**Data in this exercise**.
— begin —
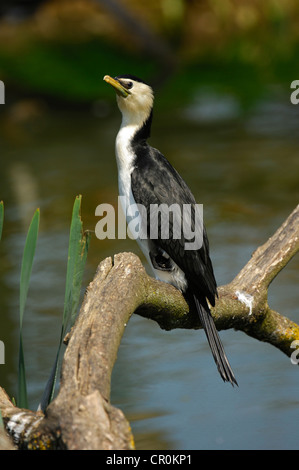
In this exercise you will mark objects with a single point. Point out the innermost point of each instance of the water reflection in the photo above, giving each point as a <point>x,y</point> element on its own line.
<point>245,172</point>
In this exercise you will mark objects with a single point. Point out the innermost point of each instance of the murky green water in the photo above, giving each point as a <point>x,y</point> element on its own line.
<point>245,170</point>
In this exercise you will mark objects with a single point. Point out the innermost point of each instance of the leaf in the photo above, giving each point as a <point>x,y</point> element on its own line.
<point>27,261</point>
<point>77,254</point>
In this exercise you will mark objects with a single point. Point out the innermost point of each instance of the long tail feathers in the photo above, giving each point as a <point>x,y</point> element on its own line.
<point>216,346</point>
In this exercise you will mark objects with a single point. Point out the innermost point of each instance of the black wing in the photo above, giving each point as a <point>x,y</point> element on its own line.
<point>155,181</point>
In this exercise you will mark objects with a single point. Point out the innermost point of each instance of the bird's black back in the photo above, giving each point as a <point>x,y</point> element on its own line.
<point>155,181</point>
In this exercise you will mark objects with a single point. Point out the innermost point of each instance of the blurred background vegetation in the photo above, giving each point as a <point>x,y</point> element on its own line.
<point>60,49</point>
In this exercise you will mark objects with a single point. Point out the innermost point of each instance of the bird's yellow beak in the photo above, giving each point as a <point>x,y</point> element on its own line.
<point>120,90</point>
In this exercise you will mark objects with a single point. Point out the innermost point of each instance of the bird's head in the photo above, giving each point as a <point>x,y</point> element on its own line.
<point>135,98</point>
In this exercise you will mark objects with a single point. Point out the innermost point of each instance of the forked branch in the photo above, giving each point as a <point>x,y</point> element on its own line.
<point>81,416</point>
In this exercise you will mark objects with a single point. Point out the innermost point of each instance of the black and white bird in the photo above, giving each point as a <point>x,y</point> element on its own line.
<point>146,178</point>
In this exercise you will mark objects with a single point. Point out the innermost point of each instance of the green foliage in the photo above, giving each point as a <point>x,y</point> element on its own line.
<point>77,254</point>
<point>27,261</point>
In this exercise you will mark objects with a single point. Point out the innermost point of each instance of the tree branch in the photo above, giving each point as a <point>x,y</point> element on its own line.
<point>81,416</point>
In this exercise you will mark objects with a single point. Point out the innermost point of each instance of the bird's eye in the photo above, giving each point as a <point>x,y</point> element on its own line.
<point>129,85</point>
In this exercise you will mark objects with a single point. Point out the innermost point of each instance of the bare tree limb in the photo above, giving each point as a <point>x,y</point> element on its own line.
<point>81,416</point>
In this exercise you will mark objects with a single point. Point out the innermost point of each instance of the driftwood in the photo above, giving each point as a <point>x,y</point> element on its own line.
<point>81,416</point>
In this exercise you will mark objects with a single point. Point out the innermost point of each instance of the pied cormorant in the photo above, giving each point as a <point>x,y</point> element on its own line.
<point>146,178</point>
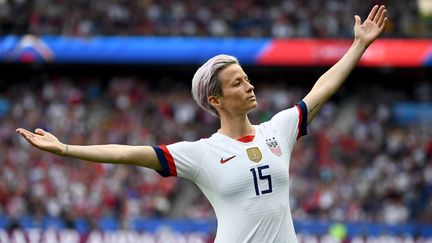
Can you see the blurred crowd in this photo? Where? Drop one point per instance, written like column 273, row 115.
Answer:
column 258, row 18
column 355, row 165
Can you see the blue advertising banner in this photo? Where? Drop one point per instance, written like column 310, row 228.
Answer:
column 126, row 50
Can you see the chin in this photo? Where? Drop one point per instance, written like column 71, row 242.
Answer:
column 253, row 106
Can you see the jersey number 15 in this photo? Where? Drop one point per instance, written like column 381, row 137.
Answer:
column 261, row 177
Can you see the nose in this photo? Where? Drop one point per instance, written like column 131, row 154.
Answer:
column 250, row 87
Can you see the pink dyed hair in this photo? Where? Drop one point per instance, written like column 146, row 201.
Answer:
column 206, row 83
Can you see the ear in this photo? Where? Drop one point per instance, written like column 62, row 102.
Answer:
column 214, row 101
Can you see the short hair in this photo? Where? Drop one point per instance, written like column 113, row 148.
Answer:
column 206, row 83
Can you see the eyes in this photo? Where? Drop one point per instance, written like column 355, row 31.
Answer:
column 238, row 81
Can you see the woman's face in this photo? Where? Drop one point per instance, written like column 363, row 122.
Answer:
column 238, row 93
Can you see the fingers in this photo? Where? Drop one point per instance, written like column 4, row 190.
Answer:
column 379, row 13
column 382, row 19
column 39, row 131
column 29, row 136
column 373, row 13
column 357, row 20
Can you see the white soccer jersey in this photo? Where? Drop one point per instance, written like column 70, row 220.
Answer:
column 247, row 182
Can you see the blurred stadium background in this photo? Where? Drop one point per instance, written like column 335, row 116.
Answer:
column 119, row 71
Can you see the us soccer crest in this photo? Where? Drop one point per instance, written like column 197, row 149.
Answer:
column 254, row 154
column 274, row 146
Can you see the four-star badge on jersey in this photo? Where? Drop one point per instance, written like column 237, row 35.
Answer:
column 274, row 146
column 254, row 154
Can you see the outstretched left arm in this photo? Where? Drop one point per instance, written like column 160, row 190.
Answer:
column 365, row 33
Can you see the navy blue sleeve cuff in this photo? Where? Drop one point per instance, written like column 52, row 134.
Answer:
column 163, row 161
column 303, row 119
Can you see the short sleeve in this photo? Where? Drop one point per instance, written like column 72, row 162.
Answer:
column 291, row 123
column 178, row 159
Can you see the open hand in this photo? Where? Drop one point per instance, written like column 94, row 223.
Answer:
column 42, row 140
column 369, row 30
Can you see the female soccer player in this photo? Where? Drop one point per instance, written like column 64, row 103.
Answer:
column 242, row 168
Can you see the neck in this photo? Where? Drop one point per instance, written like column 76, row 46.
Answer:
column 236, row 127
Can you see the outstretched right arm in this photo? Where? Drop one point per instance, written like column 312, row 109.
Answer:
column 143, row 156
— end —
Write out the stretch from the start of the items through the line containing "<point>216,346</point>", both ends included, keeping the requests and shifting every coordinate in the answers up by 86. Leave the pictures out.

**Answer to the exercise**.
In this exercise you will mark objects with a single point. Point out the innermost point of each instance of the water reflection in the photo above, giving each point as a <point>x,y</point> element on its own line.
<point>331,258</point>
In this exercise you will mark objects with a single point. Point out the innermost point of each instance of the murky green water in the photo above, giving each point as a <point>x,y</point> element on its own line.
<point>331,256</point>
In this exercise you will mark objects with a single point. Point out the innermost point of each instance of the leaf in the photo above, giving each point as a <point>x,y</point> element on its own line.
<point>113,347</point>
<point>163,340</point>
In this exercise you will mark objects with a single point. Point out the innermost point of each instance of the long tail feathers in the photo above, giving each point as a <point>x,y</point> element on its own line.
<point>302,432</point>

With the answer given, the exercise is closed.